Records from a data collection:

━━━━

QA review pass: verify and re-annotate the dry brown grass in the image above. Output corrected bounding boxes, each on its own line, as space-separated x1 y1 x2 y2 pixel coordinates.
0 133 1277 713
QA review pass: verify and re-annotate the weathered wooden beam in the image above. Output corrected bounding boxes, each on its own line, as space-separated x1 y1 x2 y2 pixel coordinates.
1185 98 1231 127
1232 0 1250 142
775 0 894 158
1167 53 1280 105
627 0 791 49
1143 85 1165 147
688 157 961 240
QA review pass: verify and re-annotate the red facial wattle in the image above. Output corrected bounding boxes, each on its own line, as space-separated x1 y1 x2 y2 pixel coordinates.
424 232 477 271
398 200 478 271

━━━━

▸ What needs to be done
Every line of the records should be reproduced exactly.

▸ Answer
QA review pass: verify and re-annotate the dry brown grass in the image above. Output corrected bounding boxes, each on its own line, as space-separated x1 y1 x2 y2 pixel coordinates.
0 133 1277 713
QA review pass: verify and re-annotate the weathered wooden beam in the image above. Output corrected bounding boxes, each on its own line, as space-separated x1 y1 x2 y2 pixel coordinates.
1185 98 1231 127
1232 0 1250 142
775 0 894 158
1167 53 1280 105
627 0 791 49
1143 85 1165 147
688 157 961 240
QA review pass: verify and re-annotate the red facial wattle in the image above. Output corrected bounding boxes, each on its own line, as space-separated x1 y1 x2 y2 pixel coordinates.
424 232 477 271
398 200 478 271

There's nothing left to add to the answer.